Can you reproduce every one of the items below verbatim, including each line of coordinates?

Start of MATERIAL FOR THIS TASK

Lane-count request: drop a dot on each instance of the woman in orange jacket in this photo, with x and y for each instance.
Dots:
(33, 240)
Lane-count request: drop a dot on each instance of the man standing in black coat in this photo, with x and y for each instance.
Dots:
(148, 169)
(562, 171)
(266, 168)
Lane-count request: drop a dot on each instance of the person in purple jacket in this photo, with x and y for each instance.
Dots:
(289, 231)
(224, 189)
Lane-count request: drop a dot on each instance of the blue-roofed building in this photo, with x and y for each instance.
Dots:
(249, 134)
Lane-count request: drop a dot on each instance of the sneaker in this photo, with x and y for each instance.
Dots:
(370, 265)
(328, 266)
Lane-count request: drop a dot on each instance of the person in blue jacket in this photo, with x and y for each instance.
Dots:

End of MATERIAL FOR THIS TASK

## THE REPLY
Lane-count request: drop a dot on each instance of the woman in orange jacket in this photo, with x and y for each instance.
Dots:
(33, 240)
Lane-count request: drop a dot on each instance of the man standing in black coat in this photo, with x and y for each instance.
Dots:
(148, 169)
(562, 171)
(266, 168)
Lane-count request: drop a dot on each instance of the person in purple jacket in this photo, with x and y for each instance.
Dots:
(289, 231)
(224, 189)
Lane-count request: drop a dot on each instance of the blue-roofed building in this photo, with x and y for each instance.
Dots:
(249, 134)
Lane-count request: drop a dot on each instance of the sneaker in this photo, with x and y for each instance.
Dots:
(370, 265)
(328, 266)
Lane-count request: drop a dot on each instance of the person in blue jacket in this photo, with x and y for each instance.
Dots:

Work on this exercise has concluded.